_TASK MATERIAL_.
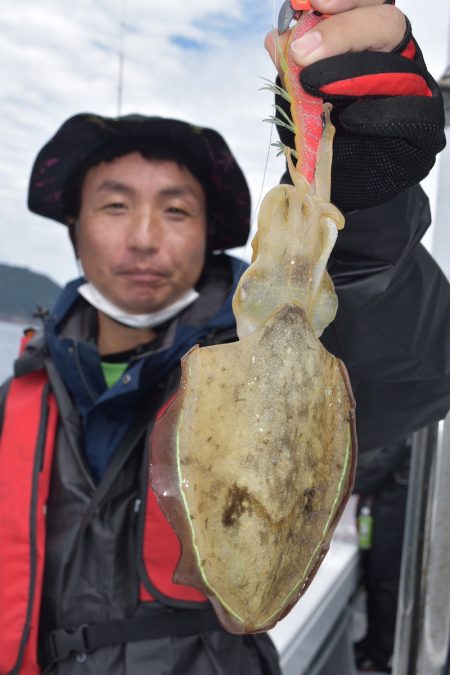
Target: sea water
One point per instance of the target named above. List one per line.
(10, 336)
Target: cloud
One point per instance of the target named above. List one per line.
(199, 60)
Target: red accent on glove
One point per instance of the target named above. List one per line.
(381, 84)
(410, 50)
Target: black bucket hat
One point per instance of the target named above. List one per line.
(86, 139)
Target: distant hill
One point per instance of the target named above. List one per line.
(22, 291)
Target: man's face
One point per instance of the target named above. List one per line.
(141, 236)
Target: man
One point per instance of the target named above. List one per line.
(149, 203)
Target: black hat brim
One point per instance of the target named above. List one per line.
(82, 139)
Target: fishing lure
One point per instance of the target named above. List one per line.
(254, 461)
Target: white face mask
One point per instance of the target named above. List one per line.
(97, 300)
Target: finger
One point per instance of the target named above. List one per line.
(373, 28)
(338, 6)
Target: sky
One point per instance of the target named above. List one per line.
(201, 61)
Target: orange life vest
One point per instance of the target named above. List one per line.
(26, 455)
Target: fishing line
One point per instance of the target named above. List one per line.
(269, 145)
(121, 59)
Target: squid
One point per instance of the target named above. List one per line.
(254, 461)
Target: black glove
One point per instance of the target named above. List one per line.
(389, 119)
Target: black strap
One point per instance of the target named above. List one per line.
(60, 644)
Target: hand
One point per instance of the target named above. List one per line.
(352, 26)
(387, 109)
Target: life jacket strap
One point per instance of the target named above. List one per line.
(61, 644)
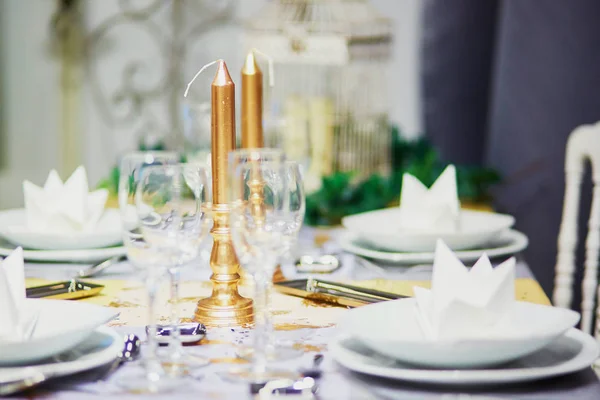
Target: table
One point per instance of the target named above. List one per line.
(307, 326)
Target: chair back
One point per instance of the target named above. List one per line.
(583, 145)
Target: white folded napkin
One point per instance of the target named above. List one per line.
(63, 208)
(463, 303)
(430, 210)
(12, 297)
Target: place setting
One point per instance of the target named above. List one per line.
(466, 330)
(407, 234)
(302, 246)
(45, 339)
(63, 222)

---

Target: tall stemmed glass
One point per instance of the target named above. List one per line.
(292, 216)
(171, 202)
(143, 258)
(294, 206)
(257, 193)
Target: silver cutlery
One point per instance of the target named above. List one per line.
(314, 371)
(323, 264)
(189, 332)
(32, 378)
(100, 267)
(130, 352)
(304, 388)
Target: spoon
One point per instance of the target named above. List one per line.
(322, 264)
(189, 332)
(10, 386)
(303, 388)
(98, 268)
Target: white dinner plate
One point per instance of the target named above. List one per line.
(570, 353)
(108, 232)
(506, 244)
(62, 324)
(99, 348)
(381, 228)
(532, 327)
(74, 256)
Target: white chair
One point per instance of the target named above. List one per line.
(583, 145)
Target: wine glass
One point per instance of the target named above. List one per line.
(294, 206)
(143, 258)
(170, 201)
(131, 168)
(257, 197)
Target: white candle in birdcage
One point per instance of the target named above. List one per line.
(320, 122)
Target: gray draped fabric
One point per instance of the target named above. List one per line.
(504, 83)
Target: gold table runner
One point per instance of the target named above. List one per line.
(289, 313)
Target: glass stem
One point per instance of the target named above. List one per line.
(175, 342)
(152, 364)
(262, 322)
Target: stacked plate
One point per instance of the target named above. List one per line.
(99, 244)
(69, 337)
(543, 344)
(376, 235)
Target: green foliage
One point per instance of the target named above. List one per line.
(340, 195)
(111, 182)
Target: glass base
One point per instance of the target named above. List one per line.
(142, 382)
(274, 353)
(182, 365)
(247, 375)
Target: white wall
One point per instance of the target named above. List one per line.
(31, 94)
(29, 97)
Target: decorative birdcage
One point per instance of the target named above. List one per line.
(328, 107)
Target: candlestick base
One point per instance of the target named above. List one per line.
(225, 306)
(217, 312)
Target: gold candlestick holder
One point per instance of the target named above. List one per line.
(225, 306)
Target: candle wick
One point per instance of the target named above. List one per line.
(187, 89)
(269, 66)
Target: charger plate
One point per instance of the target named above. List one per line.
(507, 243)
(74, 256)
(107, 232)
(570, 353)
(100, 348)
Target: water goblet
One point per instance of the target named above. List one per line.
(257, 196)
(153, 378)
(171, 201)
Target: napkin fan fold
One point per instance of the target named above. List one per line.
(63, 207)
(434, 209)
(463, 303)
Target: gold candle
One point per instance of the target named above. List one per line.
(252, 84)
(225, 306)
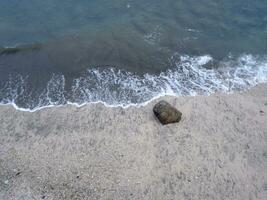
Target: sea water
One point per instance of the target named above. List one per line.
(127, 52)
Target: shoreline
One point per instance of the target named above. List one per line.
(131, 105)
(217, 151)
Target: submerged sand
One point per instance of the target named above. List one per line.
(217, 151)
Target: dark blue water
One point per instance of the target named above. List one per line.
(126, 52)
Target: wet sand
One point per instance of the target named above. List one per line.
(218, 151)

_DIRECTIONS_. Each line in the listing above that includes the word "strap" needs to be copied out.

_TASK ANSWER_.
Target: black strap
Target: life jacket strap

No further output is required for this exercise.